Schema: a simple data tool#

Note

Although excelbird’s Frame integrates with the xb.Schema class, Schema on its own is not related to or dependent on excelbird, and in the future will be its own separate installable package.

xb.Schema is a simple tool for data wrangling pipelines that helps you stay organized, improves readability and helps avoid bugs.

Where traditional dataframe schema classes define what should go inside a dataframe’s columns, Schema defines when those columns should be, and how they got there. It defines a dataframe’s state at a given point in time, and provides the tools/methods needed to help you arrive at that state, change it, and move to new states seamlessly.

It’s a simple class, designed for ease of use and exceptional readability.

We’ll cover functionality shortly, but first, here’s what we mean by ‘readability’:

[ ]:

sch_person = Schema(
    first_name=("FName", "First Name"),
    last_name=("LName", "Last Name"),
    favorite_food="Favorite Food",
)

sch_company = Schema(
    comp_name=("Companyname", "Company Name"),
    market_cap="Market Capitalization",
    favorite_food="Preferred Employee Favorite Food",
)

sch_output = Schema(
    sch_person[[
        'last_name',
        'age',
    ]],
    sch_company[[
        'comp_name',
    ]],
    is_executive="Person is Executive"

Entries from a dataset -
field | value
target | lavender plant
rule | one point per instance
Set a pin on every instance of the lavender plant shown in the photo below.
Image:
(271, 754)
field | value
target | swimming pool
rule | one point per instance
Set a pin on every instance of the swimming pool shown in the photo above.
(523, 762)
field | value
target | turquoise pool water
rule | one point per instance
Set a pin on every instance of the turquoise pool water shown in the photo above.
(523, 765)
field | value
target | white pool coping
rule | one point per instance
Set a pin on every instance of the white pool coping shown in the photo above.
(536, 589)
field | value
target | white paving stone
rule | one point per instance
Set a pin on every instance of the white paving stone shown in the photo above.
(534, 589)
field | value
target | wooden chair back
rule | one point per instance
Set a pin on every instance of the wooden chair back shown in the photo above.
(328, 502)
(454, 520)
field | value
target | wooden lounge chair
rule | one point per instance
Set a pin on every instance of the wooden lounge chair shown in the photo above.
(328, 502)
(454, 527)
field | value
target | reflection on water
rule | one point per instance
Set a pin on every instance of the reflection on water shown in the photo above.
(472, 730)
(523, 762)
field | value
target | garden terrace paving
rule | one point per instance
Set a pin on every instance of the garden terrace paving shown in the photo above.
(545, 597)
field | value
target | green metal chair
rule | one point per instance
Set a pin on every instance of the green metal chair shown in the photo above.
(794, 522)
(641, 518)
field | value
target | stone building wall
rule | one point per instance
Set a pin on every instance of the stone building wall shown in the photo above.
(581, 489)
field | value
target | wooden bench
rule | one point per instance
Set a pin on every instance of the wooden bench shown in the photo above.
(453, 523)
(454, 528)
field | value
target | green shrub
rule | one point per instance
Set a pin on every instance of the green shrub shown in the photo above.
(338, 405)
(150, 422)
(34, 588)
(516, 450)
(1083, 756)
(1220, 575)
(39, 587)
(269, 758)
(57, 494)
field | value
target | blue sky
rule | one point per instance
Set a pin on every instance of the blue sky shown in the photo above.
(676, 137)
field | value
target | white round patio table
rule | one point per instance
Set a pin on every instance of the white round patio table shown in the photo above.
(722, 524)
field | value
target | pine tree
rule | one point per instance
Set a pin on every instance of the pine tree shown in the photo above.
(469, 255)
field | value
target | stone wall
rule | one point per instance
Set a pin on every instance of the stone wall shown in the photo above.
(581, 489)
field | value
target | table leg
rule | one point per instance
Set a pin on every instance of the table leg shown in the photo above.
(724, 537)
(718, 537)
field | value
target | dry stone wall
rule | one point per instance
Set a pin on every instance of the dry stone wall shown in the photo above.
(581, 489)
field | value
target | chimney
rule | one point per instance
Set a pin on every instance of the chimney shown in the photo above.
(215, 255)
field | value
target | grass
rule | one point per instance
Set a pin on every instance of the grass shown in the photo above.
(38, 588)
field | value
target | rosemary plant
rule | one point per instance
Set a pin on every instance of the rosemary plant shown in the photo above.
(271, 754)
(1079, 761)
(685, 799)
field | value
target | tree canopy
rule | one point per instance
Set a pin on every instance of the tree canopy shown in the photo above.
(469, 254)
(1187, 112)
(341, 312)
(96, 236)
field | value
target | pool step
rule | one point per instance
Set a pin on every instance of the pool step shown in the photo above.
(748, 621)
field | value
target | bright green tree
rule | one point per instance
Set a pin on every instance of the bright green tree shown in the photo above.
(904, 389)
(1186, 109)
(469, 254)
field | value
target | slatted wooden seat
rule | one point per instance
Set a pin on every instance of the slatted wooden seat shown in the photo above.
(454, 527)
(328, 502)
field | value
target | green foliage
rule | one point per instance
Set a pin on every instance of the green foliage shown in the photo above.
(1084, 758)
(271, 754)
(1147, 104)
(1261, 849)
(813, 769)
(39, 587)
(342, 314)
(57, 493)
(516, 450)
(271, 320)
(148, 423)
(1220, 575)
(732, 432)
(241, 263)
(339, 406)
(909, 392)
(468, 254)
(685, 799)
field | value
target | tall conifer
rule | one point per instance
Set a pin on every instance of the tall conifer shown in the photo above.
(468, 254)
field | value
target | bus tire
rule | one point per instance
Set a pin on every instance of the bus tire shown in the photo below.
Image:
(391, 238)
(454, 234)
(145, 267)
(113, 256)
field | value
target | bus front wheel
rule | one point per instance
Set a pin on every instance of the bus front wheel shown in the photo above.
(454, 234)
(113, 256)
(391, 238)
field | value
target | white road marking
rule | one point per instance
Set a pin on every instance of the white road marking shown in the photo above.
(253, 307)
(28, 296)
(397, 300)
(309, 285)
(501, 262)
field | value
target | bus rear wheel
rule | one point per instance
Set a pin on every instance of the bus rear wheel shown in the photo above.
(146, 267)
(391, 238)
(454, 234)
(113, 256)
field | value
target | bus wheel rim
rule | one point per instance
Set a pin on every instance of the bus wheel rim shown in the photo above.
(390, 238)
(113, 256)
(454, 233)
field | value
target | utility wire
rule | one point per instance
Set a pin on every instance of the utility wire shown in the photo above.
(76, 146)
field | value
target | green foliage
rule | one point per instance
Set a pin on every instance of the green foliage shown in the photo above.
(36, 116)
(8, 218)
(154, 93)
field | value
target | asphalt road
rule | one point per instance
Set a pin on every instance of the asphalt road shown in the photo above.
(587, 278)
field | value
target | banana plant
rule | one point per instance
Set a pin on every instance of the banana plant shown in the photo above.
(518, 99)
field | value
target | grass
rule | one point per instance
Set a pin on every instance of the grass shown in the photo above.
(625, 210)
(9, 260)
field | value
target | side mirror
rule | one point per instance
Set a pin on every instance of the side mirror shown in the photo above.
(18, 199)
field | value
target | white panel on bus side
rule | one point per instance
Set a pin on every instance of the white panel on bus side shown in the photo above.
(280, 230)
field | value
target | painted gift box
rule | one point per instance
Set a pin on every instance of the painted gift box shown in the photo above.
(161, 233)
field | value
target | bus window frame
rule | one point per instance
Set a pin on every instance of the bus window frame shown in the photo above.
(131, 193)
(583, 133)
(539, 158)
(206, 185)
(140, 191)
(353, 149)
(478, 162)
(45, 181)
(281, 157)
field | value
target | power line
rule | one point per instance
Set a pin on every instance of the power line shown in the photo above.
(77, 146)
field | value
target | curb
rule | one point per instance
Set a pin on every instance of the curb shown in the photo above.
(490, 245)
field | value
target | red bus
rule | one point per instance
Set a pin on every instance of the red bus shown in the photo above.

Problems -
[1] Using the Schema text, explain in one to three sentences how Schema differs from traditional dataframe schema classes.
[2] Proceed with the Schema text from the point where it stops.

The responses -
[1] Traditional dataframe schema classes define what should go inside a dataframe's columns, while Schema defines when those columns should be and how they got there. It describes a dataframe's state at a given point in time and provides the methods to reach that state, change it, and move to new states.

[2]
)

Without touching any data, the reader already knows exactly what’s supposed to happen in the script that follows:

There are two input sources, person and company. We know what their columns are called in the input data, what we’d like to call them when they’re eventually used to generate a final output of some kind, and given them short, python-friendly names to use during our workflow.
The output schema indicaets that the script must join person and company to get its output, and where each field is coming from.
The script needs to add a new custom column, is_executive

Creating a Schema#

Schema is a subclass of dictionary, where

Positional args: existing Schemas, or slices from them
Keyword args:
- Keys: python-friendly variable names
- Values: str, or tuple. If tuple:
  - Item 0: Input column name
  - Item 1: Output column name (optional)

Schema Examples#

[1]:

from excelbird import Schema
import pandas as pd

First we’ll create some sample data. Assume df_employee_raw was read in from somewhere else

[60]:

df_employee_raw = pd.DataFrame( [["Jared", "Richards", 45, 80, "Marketing"], ["Emily", "Seitz", 87, 60, "Analytics"], ["Nick", "Smarts", 23, 50, "Marketing"]], columns=["Emp FName", "Emp LName", "Hours Worked", "Emp Hourly Rate", "Domain"],)
df_employee_raw

[60]:

	Emp FName	Emp LName	Hours Worked	Emp Hourly Rate	Domain
0	Jared	Richards	45	80	Marketing
1	Emily	Seitz	87	60	Analytics
2	Nick	Smarts	23	50	Marketing

Elsewhere, we’ve defined the following

[61]:

schema = Schema(
    # var_name = ("Input Col Name", "Output Col Name")
    last_name=("Emp LName", "Last Name"),
    first_name=("Emp FName", "First Name"),
    hours="Hours Worked",  # will be applied to both input and output
    rate=("Emp Hourly Rate", "Hourly Rate"),
)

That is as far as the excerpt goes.